BAGIAN TEKS:
Halal Bukan Sekadar Label: Indonesia Siap Pimpin Revolusi Ekonomi Syariah Global

0
1084
iklan
Oleh: Muhammad Rafif Gifari, SM
CPNS Kementerian Perindustrian
Mahasiswa Pascasarjana Program MBA Universitas Gadjah Mada
Indonesia saat ini berada pada titik strategis untuk menentukan arah masa depan ekonominya. Dengan jumlah umat muslim terbesar di dunia, Indonesia bukan hanya menjadi pasar halal yang luas, tetapi juga memiliki peluang besar untuk tampil sebagai produsen utama di tingkat global. Potensi ini sejalan dengan target Presiden Prabowo Subianto yang menempatkan pertumbuhan ekonomi sebesar 8 persen pada tahun 2029, di mana industri halal diharapkan menjadi salah satu motor penggeraknya.
Capaian Indonesia dalam peta ekonomi syariah dunia semakin memperkuat optimisme tersebut. Laporan State of the Global Islamic Economy (SGIE) 2024/2025 menempatkan Indonesia di posisi ketiga dalam Global Islamic Economy Indicator. Pencapaian ini menunjukkan bahwa Indonesia bukan lagi sekadar konsumen, melainkan mulai diakui sebagai kekuatan penting dalam ekosistem industri halal global. Dalam konteks ketidakpastian ekonomi dunia akibat dinamika geopolitik, krisis iklim, dan revolusi teknologi, keunggulan ini merupakan modal penting untuk memperkuat daya tahan sekaligus daya saing nasional.

TUGAS 1:
Nyatakan apakah tiap pernyataan berikut sesuai dengan artikel tentang ekonomi halal di atas, lalu sertakan kutipan penentunya dari artikel: (a) Target pertumbuhan ekonomi 8 persen ditetapkan untuk tahun 2029. (b) Laporan SGIE 2024/2025 menempatkan Indonesia di posisi pertama. (c) Indonesia memiliki jumlah umat muslim terbesar di dunia.
TUGAS 2:
Menurut artikel tentang ekonomi halal di atas, laporan apa yang menempatkan Indonesia di posisi ketiga dalam Global Islamic Economy Indicator?

ENTRI YANG DITAMPILKAN:
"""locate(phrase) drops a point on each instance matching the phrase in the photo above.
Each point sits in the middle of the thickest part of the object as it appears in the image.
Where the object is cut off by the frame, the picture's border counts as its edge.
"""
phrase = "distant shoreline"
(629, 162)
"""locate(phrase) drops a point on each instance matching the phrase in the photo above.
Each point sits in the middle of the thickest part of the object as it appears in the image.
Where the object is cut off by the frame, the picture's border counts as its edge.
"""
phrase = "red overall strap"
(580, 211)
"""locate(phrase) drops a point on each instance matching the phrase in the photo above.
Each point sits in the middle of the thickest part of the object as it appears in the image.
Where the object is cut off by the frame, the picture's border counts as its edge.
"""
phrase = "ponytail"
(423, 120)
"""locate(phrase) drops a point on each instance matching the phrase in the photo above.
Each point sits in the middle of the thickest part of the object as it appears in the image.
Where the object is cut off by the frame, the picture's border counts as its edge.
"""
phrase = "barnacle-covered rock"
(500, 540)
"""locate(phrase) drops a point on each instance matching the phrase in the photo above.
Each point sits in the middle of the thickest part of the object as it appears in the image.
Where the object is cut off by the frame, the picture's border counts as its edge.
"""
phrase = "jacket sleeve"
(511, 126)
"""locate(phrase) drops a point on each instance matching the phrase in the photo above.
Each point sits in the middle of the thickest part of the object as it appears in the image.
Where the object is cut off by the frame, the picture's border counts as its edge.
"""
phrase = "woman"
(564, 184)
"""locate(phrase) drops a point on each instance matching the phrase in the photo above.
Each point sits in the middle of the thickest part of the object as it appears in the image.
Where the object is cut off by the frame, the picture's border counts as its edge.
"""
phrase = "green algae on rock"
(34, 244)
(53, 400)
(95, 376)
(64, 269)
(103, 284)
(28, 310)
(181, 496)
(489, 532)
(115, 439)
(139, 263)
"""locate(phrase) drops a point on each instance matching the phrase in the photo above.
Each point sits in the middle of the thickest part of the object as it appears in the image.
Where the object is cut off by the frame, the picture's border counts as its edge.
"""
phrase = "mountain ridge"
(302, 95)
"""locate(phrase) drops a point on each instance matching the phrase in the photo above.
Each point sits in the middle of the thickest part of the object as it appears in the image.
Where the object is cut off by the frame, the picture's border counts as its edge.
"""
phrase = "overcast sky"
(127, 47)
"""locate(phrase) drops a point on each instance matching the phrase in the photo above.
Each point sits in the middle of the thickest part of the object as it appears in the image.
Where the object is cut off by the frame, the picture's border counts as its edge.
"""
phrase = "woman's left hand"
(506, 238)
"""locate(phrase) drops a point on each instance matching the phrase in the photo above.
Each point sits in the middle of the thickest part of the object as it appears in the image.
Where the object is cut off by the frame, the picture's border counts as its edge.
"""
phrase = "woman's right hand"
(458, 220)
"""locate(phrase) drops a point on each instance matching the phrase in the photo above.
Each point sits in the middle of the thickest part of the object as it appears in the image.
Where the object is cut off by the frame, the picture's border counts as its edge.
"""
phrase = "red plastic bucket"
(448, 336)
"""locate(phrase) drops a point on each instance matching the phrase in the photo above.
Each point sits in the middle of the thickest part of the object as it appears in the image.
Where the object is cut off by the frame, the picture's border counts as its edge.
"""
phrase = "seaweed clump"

JAWABAN 1:
(a) Ya: "pertumbuhan ekonomi sebesar 8 persen pada tahun 2029"
(b) Tidak: "menempatkan Indonesia di posisi ketiga dalam Global Islamic Economy Indicator"
(c) Ya: "Dengan jumlah umat muslim terbesar di dunia"

JAWABAN 2:
Laporan State of the Global Islamic Economy (SGIE) 2024/2025.